Passo citato:
------------------------------------------------------------------------
L’Inquisizione Spagnola e gli interessi politici

I Re Cattolici, spronati dal domenicano Alonso de Hojeda che aveva scoperto che i conversos di Siviglia si riunivano clandestinamente per praticare i riti giudaici, chiesero a Roma di introdurre l’Inquisizione in Castiglia come già c’era in Aragona dal XIII secolo, affidata ai domenicani e dipendente direttamente dal pontefice. Fino ad allora, nel resto della Spagna, erano i vescovi e i loro tribunali ecclesiastici locali ad occuparsi dei crimini inerenti la fede. Così nacque l’Inquisizione Spagnola. Dietro certe pretese c’erano però degli interessi politici.
------------------------------------------------------------------------
Problema posto A: Secondo il passo citato, chi scoprì che i conversos di Siviglia si riunivano clandestinamente per praticare i riti giudaici?
Problema posto B: In base al passo citato, spiega in una o due frasi perché i Re Cattolici chiesero a Roma di introdurre l’Inquisizione in Castiglia.

Sezione dati:
------------------------------------------------------------------------
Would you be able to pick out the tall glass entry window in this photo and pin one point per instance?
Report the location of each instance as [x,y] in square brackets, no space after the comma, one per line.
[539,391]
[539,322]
------------------------------------------------------------------------
Risultato A: Il domenicano Alonso de Hojeda.

Risultato B: I Re Cattolici fecero la richiesta spronati dal domenicano Alonso de Hojeda. Hojeda aveva scoperto che i conversos di Siviglia si riunivano clandestinamente per praticare i riti giudaici.